* [DIRECTIONS]: Reproduce the whole listing, character for character.

* [TASK INPUT]:
▬▬▬▬▬▬▬▬▬▬

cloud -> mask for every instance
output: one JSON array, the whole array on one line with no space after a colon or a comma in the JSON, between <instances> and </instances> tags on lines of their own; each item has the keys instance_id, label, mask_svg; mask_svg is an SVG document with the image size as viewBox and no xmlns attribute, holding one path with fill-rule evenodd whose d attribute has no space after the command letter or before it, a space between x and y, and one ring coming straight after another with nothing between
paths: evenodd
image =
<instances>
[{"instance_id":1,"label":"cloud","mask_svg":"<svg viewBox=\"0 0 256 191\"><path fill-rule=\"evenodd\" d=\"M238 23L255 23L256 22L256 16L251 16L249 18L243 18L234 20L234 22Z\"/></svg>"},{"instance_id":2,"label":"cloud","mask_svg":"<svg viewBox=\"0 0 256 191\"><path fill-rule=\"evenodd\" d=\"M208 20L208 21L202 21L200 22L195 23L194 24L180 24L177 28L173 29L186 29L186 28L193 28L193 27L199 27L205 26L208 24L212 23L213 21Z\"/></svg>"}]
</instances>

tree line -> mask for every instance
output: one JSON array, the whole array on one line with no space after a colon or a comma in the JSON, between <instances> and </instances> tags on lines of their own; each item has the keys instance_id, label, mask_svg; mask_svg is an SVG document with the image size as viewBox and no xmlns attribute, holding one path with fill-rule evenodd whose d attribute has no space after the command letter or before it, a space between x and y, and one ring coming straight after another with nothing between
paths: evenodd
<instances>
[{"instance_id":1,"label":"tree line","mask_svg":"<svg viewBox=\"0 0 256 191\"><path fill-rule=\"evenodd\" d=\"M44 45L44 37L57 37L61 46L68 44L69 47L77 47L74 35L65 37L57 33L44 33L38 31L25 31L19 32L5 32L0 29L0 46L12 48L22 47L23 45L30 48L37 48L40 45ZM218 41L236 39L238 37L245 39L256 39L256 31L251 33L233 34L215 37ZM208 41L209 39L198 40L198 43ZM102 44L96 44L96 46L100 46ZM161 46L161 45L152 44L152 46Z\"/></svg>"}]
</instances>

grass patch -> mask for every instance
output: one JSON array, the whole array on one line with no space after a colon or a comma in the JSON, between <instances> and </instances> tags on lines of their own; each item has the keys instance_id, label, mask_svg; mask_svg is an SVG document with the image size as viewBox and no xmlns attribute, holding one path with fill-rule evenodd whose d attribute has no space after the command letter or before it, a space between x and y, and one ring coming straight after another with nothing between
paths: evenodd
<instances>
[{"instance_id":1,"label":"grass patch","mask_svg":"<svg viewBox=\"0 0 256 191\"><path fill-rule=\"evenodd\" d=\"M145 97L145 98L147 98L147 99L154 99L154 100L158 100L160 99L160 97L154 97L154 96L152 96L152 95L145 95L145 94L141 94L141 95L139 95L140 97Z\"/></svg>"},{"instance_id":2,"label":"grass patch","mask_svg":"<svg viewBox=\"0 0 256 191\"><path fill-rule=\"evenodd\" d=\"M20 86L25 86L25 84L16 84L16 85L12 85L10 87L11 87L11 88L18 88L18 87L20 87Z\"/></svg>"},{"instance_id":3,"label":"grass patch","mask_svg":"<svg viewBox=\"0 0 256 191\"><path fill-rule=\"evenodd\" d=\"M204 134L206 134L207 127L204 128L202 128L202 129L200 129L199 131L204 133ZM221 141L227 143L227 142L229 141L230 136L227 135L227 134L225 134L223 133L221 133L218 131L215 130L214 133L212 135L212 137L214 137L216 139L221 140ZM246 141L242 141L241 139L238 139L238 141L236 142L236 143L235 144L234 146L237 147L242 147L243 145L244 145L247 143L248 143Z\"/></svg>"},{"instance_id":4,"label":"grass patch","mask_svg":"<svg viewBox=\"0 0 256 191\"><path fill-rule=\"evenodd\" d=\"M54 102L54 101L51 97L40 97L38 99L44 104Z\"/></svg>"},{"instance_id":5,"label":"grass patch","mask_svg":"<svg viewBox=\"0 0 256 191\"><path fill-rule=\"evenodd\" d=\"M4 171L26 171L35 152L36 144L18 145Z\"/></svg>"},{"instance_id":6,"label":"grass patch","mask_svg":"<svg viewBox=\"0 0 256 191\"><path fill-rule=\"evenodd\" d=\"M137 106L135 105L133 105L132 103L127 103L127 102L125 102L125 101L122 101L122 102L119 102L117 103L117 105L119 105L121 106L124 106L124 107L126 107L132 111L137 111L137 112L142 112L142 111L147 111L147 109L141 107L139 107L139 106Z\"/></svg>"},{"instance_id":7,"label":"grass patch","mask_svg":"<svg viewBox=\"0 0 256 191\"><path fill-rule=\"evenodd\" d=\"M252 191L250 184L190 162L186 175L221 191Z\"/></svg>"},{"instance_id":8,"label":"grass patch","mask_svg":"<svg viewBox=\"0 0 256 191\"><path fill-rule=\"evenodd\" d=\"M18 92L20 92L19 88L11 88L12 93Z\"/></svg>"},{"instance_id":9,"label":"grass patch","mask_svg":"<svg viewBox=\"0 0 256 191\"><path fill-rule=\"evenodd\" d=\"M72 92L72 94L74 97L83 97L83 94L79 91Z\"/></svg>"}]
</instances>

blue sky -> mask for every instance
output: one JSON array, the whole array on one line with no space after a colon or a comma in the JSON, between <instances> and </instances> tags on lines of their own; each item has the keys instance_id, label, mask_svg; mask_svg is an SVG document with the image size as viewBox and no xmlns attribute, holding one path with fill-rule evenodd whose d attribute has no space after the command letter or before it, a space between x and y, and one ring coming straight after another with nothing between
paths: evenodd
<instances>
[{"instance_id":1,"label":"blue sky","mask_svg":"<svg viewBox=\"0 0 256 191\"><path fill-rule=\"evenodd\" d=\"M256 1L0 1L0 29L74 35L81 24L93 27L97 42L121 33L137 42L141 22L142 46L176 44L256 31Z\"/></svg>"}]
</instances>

▬▬▬▬▬▬▬▬▬▬

* [ANSWER IN FULL]:
cloud -> mask for every instance
output: one JSON array, the whole array on one line with no space after a colon or a comma in the JSON, between <instances> and </instances> tags on lines of their own; each item has the keys instance_id, label, mask_svg; mask_svg is an SVG document with the image size as viewBox and no xmlns attribute, holding one path with fill-rule evenodd whose d attribute has no space after the command letter or before it, a space between x and y, and one ring coming straight after another with nothing between
paths: evenodd
image =
<instances>
[{"instance_id":1,"label":"cloud","mask_svg":"<svg viewBox=\"0 0 256 191\"><path fill-rule=\"evenodd\" d=\"M238 23L255 23L256 22L256 16L251 16L249 18L243 18L234 20L234 22Z\"/></svg>"},{"instance_id":2,"label":"cloud","mask_svg":"<svg viewBox=\"0 0 256 191\"><path fill-rule=\"evenodd\" d=\"M208 20L208 21L202 21L200 22L195 23L194 24L180 24L177 28L173 29L186 29L186 28L193 28L193 27L199 27L205 26L208 24L212 23L213 21Z\"/></svg>"}]
</instances>

tree line -> mask for every instance
output: one JSON array, the whole array on one line with no space after a colon or a comma in the JSON, between <instances> and </instances> tags on lines of their own; each item has the keys instance_id, label, mask_svg; mask_svg is an SVG document with the image size as viewBox and no xmlns attribute, holding one path with fill-rule evenodd whose d attribute has no space after the command letter or before it, a space between x and y, and one ring coming straight after another with nothing between
paths: evenodd
<instances>
[{"instance_id":1,"label":"tree line","mask_svg":"<svg viewBox=\"0 0 256 191\"><path fill-rule=\"evenodd\" d=\"M44 45L44 37L57 37L61 46L68 44L69 47L77 47L74 35L65 37L57 33L44 33L38 31L25 31L19 32L5 32L0 29L0 46L12 48L22 47L23 45L30 48L37 48L40 45ZM218 41L236 39L238 37L245 39L256 39L256 31L251 33L233 34L215 37ZM208 41L209 39L198 40L198 43ZM102 44L96 44L96 46L100 46ZM161 46L161 45L152 44L152 46Z\"/></svg>"}]
</instances>

grass patch -> mask for every instance
output: one JSON array, the whole array on one line with no space after a colon or a comma in the JSON, between <instances> and </instances> tags on lines of their own; each item has the keys instance_id, label, mask_svg; mask_svg is an SVG document with the image size as viewBox and no xmlns attribute, holding one path with fill-rule evenodd whose d attribute has no space after the command letter or before it, a space between x and y, and one ring coming straight after another with nothing between
paths: evenodd
<instances>
[{"instance_id":1,"label":"grass patch","mask_svg":"<svg viewBox=\"0 0 256 191\"><path fill-rule=\"evenodd\" d=\"M145 97L145 98L147 98L147 99L154 99L154 100L158 100L160 99L160 97L154 97L154 96L152 96L152 95L145 95L145 94L141 94L141 95L139 95L140 97Z\"/></svg>"},{"instance_id":2,"label":"grass patch","mask_svg":"<svg viewBox=\"0 0 256 191\"><path fill-rule=\"evenodd\" d=\"M20 86L25 86L25 84L16 84L16 85L12 85L10 87L11 87L11 88L18 88L18 87L20 87Z\"/></svg>"},{"instance_id":3,"label":"grass patch","mask_svg":"<svg viewBox=\"0 0 256 191\"><path fill-rule=\"evenodd\" d=\"M204 134L206 134L207 127L204 128L202 128L202 129L200 129L199 131L204 133ZM221 141L227 143L227 142L229 141L230 136L227 135L227 134L225 134L223 133L221 133L218 131L215 130L214 133L212 135L212 137L214 137L216 139L221 140ZM246 141L242 141L241 139L238 139L238 141L236 142L236 143L235 144L234 146L237 147L242 147L243 145L244 145L247 143L248 143Z\"/></svg>"},{"instance_id":4,"label":"grass patch","mask_svg":"<svg viewBox=\"0 0 256 191\"><path fill-rule=\"evenodd\" d=\"M54 102L54 101L51 97L40 97L38 99L44 104Z\"/></svg>"},{"instance_id":5,"label":"grass patch","mask_svg":"<svg viewBox=\"0 0 256 191\"><path fill-rule=\"evenodd\" d=\"M4 171L26 171L35 152L36 144L18 145Z\"/></svg>"},{"instance_id":6,"label":"grass patch","mask_svg":"<svg viewBox=\"0 0 256 191\"><path fill-rule=\"evenodd\" d=\"M137 106L135 105L133 105L132 103L127 103L127 102L125 102L125 101L122 101L122 102L119 102L117 103L117 105L119 105L121 106L124 106L124 107L126 107L132 111L137 111L137 112L142 112L142 111L147 111L147 109L141 107L139 107L139 106Z\"/></svg>"},{"instance_id":7,"label":"grass patch","mask_svg":"<svg viewBox=\"0 0 256 191\"><path fill-rule=\"evenodd\" d=\"M252 191L250 184L190 162L186 175L221 191Z\"/></svg>"},{"instance_id":8,"label":"grass patch","mask_svg":"<svg viewBox=\"0 0 256 191\"><path fill-rule=\"evenodd\" d=\"M18 92L20 92L19 88L11 88L12 93Z\"/></svg>"},{"instance_id":9,"label":"grass patch","mask_svg":"<svg viewBox=\"0 0 256 191\"><path fill-rule=\"evenodd\" d=\"M72 92L72 94L74 97L83 97L83 94L79 91Z\"/></svg>"}]
</instances>

blue sky -> mask for every instance
output: one JSON array, the whole array on one line with no space after a colon or a comma in the JSON, between <instances> and </instances> tags on lines of their own; each item has the keys instance_id, label, mask_svg; mask_svg is an SVG document with the image size as viewBox and no xmlns attribute, holding one path with fill-rule evenodd whose d attribute has no space after the command letter or before it, a space between x and y, and one ring coming straight after another with nothing between
paths: evenodd
<instances>
[{"instance_id":1,"label":"blue sky","mask_svg":"<svg viewBox=\"0 0 256 191\"><path fill-rule=\"evenodd\" d=\"M256 1L0 1L0 29L74 35L81 24L93 27L97 42L121 33L137 42L141 22L142 46L176 44L256 31Z\"/></svg>"}]
</instances>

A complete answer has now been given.